→ **EXCERPT PROVIDED**:
------------------------------------------------------------------------
How often is your week thrown into disarray as some new urgent issue rears its head? How often are you pulled into last-minute meetings, or have meetings rescheduled at the last minute. How often do you leave something until the last minute and have to scramble to get it done?
When urgency is not moderated effectively in an organisation, it can easily lead to a reactive culture, where mistakes and rework are common, and stress levels and burnout run at unacceptable levels. The solution to this needs to be applied on two levels. At the organisational level, leaders need to make efforts to build proactive cultures.
Our mindsets inform our behaviour, and culture is just a set of group behaviours! At the individual level, we can all take responsibility for creating a less reactive workplace by developing a proactive mindset — and these are the top 7 proactive mindsets.
Proactive mindset strategy
Mindset #1 – I plan ahead
As much as I find this old saying a bit twee, it is true: ‘failing to plan is planning to fail’. To work proactively, your first focus should be on planning. We all know we should make time to plan, but most of us don’t spend enough time doing this. Or at least doing it at the right level.
Many of us plan at the organisational level, or the team level, or the project level. But few of us effectively link these big-picture plans with our day-to-day schedules. The irony is that we don’t make time for this personal planning because we are too busy to stop! This is such a false economy.
Mindset #2 – I am responsive, not reactive
Being responsive is very different proactive mindset from being reactive. People with reactive mindsets tend to be chaotic and stressful to work with. People with responsive mindsets are measured and organised, and usually a pleasure to work with. They don’t just react to everything; they deal with things in a timely way. When it is truly urgent they will be right on top of it, but when it’s not as time sensitive they will deal with it in a timely way without dropping other important priorities. Rather than simply reacting, we should pause for a moment, evaluate if the incoming work requires your attention, prioritise it against existing priorities and decide the best course of action.
Mindset #3 – I pay it forward
In the movie Pay It Forward, a young boy takes an unusual approach to a school assignment. When tasked with thinking of something that will change the world and putting it into action, he decides to pay favours forward rather than paying favours back. Rather than reacting to an act of kindness, he gets on the front foot to commit acts of kindness to others.
Paying it forward is a key mindset when you are developing a proactive mindset workstyle. It involves a more mindful approach that encourages you to think beyond your own needs, to the current and future needs of your colleagues. It involves thinking about how what you are doing may affect others and making sure you are working in a way that makes life easier for them.
Mindset #4 – I do it right the first time
How much time is wasted in our workplaces when things are rushed and mistakes are made, leading to unnecessary rework? We are far too distracted these days, and often trying to do many things at once. It’s time for us to slow down again and develop a mindset where we do it right first time.
An old builder’s adage is ‘measure twice, cut once’. It feels like we don’t have time to slow down, but in the long run we save time if we do this. I would prefer to get fewer things done in a day, but to do the few critical things well and get them right.
------------------------------------------------------------------------
→ **EXTRACTED INFORMATION**:
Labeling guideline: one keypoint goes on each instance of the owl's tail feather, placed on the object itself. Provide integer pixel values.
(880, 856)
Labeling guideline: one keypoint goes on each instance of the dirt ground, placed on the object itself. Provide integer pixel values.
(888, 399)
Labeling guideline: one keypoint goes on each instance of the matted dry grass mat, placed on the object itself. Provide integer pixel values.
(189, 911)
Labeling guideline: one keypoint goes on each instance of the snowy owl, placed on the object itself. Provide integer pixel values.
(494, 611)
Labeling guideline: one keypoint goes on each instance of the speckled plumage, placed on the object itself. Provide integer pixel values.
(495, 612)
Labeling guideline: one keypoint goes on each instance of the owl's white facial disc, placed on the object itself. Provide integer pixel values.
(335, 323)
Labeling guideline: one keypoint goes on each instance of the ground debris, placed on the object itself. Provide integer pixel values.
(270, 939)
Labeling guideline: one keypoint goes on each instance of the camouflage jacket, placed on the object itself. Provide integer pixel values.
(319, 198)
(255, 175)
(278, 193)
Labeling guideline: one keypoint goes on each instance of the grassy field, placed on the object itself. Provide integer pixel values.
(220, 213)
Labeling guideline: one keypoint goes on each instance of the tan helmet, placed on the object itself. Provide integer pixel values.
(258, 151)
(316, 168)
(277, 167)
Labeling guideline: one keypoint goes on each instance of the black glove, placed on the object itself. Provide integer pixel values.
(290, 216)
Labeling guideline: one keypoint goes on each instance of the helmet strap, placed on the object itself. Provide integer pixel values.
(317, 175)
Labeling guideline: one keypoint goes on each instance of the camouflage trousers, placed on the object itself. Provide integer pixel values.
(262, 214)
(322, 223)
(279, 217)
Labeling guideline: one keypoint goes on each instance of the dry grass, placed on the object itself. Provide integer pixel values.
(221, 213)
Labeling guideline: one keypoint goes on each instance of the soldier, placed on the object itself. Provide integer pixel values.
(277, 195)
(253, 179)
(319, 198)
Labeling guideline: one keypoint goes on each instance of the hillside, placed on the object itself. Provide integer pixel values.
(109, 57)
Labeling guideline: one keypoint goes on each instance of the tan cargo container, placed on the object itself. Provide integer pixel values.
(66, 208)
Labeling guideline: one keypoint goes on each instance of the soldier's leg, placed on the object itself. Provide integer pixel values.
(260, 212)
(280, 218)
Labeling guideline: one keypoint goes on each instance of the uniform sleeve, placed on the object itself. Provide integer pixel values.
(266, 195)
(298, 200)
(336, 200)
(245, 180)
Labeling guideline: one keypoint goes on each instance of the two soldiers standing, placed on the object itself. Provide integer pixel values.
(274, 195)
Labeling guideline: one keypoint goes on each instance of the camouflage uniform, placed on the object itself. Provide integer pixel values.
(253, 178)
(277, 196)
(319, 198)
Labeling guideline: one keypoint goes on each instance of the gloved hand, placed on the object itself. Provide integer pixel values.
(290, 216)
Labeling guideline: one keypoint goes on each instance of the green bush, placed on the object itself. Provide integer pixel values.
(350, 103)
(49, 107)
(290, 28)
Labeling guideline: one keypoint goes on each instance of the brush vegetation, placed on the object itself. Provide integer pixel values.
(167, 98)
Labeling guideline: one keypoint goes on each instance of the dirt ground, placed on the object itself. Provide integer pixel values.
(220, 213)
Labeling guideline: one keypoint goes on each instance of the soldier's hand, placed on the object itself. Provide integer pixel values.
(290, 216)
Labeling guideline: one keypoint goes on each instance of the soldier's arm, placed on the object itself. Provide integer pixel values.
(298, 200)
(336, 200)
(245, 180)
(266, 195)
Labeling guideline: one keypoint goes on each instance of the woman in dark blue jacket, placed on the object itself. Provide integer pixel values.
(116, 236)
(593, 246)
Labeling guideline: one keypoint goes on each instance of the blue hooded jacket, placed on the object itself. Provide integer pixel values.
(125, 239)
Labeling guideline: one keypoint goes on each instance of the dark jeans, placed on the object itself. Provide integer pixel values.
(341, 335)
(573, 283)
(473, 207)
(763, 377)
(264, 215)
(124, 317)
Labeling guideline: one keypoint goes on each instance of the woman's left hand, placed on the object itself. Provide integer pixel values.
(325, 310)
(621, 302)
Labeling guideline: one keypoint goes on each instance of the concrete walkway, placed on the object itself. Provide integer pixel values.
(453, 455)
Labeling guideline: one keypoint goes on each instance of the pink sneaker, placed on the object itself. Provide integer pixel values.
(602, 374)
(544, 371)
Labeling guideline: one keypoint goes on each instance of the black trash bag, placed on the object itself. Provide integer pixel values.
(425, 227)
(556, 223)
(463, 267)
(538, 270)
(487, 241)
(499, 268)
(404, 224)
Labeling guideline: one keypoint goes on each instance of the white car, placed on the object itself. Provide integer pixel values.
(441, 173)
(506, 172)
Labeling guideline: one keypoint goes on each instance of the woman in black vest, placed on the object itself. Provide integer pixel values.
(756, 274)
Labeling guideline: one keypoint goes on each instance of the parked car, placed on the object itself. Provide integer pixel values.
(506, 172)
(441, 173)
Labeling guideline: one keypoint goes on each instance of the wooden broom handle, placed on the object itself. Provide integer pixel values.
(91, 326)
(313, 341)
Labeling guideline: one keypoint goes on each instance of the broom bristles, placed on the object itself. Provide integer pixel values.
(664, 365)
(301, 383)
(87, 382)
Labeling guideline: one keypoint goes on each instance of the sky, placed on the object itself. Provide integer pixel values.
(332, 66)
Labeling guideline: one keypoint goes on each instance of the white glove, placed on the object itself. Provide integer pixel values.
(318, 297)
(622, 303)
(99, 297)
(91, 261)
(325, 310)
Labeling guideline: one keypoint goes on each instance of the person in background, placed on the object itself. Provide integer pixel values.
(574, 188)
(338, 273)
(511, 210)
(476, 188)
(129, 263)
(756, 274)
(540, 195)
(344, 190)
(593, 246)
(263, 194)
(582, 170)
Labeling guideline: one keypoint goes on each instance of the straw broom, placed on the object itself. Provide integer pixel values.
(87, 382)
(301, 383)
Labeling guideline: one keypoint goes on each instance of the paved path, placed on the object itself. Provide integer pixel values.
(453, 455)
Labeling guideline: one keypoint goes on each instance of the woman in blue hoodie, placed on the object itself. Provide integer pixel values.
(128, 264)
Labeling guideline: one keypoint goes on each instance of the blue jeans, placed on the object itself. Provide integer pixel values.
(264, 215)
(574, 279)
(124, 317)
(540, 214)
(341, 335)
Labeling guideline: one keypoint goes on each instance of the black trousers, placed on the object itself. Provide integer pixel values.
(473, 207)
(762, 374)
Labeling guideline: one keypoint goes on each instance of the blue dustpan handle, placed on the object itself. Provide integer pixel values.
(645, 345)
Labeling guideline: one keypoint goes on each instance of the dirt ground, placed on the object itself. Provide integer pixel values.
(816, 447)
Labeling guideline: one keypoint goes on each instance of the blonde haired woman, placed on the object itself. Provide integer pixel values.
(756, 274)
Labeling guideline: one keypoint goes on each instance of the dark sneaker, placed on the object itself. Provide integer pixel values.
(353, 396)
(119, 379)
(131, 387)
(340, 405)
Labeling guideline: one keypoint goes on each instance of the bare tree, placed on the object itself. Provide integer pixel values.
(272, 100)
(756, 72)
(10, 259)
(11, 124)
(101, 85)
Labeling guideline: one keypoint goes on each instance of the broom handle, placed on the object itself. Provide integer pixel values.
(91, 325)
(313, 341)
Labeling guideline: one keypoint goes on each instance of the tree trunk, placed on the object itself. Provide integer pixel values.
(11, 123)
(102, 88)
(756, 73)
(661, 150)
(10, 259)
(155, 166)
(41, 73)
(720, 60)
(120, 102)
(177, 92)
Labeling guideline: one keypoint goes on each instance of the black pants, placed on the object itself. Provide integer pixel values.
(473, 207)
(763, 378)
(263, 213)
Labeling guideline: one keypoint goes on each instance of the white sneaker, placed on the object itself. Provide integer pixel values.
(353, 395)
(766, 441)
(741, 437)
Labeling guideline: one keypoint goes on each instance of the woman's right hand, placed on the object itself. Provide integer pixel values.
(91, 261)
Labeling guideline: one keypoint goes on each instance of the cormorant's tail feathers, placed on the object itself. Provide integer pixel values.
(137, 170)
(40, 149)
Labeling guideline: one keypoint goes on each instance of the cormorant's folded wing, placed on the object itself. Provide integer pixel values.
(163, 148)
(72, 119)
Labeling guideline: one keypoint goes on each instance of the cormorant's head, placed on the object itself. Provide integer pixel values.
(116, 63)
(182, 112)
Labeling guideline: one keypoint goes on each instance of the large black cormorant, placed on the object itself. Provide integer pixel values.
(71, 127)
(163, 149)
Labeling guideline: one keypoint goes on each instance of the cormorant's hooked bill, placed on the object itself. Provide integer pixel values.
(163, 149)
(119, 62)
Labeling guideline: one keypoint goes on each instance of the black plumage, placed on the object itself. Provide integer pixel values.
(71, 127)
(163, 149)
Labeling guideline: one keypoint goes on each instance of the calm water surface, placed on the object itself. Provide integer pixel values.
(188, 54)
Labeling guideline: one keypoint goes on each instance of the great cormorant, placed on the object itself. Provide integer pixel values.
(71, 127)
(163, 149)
------------------------------------------------------------------------
→ **PROBLEM DESCRIPTION**: Write out the passage from the text on proactive mindsets, starting with "How often is" and going on through "get it done?", and switch "week" to "day".

→ **EXERCISE ANSWER**:
How often is your day thrown into disarray as some new urgent issue rears its head? How often are you pulled into last-minute meetings, or have meetings rescheduled at the last minute. How often do you leave something until the last minute and have to scramble to get it done?